Find every line below that contains the word "dirt" and copy each one in full.

*EXCERPTED DATA*.
-- BEGIN --
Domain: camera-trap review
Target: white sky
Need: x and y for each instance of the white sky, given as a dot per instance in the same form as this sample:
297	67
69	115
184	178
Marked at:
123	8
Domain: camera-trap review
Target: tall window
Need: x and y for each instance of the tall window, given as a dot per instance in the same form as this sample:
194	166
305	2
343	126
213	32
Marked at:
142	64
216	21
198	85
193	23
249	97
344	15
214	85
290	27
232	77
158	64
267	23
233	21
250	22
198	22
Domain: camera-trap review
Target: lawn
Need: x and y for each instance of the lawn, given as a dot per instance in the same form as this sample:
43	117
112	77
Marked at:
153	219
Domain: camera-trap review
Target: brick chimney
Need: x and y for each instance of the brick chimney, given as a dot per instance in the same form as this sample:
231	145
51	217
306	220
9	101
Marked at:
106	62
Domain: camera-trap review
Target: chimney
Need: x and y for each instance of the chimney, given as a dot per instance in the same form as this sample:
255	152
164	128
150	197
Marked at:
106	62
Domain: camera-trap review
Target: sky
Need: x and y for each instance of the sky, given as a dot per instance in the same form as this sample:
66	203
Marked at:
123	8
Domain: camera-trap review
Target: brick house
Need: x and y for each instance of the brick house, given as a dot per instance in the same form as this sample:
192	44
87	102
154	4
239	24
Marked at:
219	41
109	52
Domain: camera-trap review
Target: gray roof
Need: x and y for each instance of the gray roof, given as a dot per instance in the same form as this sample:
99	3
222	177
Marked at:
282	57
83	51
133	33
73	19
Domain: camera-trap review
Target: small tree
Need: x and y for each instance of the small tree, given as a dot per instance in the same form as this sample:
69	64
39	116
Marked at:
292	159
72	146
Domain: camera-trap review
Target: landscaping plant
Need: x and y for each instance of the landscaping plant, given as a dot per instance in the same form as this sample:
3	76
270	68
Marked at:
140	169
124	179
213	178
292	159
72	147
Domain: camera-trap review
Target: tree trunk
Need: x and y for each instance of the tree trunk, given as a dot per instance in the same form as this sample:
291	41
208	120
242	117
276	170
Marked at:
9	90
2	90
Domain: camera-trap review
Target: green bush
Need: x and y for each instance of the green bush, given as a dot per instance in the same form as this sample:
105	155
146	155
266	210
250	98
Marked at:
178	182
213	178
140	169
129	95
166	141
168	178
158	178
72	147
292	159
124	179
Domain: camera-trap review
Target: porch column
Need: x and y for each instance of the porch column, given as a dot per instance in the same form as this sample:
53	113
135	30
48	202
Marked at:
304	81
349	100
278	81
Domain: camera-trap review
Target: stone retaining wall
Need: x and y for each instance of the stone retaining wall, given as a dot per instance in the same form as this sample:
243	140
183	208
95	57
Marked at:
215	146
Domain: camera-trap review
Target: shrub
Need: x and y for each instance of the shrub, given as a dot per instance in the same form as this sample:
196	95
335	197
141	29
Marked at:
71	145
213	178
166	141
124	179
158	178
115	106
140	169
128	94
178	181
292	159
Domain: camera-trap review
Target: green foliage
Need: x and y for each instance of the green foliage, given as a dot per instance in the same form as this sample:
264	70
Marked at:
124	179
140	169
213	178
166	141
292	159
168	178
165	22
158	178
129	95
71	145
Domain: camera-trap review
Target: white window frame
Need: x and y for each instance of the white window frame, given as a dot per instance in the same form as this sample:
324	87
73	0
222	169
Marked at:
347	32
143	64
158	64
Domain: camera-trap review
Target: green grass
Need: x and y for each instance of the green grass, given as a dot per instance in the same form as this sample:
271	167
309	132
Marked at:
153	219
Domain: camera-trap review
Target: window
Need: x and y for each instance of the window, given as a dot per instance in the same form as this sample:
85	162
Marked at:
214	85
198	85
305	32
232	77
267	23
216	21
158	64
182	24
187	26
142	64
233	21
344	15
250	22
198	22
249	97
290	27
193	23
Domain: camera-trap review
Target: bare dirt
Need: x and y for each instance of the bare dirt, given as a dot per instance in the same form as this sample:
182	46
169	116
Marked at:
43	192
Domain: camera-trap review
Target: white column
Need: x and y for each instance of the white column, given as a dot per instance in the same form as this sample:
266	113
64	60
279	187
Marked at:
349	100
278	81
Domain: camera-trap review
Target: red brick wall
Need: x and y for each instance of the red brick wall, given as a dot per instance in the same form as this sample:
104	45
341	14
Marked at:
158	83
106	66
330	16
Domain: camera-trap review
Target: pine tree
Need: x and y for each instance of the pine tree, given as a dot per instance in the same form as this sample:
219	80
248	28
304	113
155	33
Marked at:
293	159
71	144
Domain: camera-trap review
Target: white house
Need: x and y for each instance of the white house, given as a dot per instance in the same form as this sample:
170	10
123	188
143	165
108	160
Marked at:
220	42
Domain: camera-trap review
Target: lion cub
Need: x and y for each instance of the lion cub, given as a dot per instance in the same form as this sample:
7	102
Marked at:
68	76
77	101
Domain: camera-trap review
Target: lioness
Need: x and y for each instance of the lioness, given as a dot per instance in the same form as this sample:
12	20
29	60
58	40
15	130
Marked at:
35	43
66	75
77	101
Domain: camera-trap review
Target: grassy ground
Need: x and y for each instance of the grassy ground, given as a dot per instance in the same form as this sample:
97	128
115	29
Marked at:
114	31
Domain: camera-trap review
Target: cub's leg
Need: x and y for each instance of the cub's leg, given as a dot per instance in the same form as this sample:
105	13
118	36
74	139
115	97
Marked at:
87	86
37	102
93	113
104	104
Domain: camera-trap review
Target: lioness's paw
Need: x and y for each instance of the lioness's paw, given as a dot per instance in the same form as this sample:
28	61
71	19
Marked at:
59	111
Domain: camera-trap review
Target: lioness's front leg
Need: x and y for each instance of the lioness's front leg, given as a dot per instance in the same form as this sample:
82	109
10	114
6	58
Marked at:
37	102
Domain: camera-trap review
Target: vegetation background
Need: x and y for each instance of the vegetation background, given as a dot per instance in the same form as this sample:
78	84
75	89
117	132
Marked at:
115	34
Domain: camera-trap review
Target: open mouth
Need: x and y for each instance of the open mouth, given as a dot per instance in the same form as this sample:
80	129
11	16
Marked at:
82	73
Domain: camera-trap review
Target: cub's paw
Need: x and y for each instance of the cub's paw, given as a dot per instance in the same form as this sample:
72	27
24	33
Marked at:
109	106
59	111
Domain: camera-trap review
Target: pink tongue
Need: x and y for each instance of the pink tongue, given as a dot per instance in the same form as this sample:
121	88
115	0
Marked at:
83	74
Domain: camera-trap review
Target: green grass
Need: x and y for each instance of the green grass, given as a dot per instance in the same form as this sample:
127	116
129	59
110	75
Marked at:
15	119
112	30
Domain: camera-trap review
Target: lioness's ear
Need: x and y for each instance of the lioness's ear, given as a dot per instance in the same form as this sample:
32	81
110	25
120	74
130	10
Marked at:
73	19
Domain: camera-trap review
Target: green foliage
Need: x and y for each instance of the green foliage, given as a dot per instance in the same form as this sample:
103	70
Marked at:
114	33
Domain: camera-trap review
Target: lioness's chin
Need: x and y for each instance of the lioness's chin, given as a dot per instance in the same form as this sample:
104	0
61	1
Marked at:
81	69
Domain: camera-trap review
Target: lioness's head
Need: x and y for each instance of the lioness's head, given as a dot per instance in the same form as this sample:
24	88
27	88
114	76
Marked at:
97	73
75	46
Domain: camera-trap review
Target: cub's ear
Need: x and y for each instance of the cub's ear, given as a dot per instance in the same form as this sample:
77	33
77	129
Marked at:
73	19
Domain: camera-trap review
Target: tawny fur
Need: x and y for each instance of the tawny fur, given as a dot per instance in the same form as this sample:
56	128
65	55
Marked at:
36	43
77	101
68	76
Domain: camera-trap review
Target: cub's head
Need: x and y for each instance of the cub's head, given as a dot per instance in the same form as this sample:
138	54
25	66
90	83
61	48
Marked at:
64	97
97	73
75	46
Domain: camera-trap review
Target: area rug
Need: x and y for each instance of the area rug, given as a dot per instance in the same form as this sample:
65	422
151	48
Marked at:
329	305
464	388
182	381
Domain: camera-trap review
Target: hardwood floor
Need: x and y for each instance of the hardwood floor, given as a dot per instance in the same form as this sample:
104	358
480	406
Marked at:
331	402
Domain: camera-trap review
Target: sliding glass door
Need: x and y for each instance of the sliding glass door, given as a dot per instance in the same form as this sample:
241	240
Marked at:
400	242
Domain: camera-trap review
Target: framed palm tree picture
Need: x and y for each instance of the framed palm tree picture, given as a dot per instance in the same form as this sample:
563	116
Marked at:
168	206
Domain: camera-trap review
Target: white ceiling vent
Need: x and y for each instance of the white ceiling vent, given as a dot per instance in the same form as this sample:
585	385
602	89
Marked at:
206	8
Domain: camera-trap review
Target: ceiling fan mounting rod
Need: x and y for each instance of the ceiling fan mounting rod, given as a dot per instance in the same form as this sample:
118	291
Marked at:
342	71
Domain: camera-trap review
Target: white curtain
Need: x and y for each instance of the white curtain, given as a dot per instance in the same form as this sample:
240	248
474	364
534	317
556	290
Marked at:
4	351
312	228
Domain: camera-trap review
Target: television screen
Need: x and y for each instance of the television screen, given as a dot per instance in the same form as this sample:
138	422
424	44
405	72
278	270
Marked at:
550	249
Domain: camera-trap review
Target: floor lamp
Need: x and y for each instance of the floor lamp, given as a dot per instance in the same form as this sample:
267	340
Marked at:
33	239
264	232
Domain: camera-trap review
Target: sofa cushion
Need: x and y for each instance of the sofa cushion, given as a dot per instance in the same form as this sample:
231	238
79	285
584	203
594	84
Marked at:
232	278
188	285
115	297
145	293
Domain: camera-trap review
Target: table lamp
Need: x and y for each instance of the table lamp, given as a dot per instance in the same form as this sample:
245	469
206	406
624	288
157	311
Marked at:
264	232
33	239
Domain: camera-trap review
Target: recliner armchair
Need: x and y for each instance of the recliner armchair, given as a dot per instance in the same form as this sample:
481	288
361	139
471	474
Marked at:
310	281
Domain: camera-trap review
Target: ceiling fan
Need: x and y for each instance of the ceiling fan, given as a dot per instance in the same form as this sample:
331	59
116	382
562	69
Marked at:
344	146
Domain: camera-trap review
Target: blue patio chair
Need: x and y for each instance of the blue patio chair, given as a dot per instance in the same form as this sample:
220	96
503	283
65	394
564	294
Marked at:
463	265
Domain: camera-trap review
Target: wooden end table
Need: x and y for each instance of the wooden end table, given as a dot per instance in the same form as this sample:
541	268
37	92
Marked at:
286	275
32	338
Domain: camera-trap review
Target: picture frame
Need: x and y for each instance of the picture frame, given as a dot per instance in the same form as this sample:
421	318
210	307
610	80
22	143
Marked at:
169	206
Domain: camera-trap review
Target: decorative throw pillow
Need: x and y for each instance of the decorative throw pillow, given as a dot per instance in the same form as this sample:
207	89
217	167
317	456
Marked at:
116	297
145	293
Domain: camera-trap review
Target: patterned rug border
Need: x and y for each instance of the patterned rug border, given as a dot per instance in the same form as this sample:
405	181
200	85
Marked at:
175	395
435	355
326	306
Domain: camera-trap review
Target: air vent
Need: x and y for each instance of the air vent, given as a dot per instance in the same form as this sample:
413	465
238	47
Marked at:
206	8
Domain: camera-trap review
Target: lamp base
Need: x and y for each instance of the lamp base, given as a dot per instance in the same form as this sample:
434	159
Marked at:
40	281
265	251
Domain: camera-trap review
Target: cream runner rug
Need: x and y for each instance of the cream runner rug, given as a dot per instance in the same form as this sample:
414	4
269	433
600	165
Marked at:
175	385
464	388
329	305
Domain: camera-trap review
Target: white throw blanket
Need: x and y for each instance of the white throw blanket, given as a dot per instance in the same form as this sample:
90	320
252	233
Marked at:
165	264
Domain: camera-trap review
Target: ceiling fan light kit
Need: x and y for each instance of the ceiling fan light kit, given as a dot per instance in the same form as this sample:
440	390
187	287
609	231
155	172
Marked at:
-- END --
*TASK RESPONSE*.
Target: bare dirt
Need: x and y for each instance of the bare dirt, given as a dot per instance in the same form as this sample:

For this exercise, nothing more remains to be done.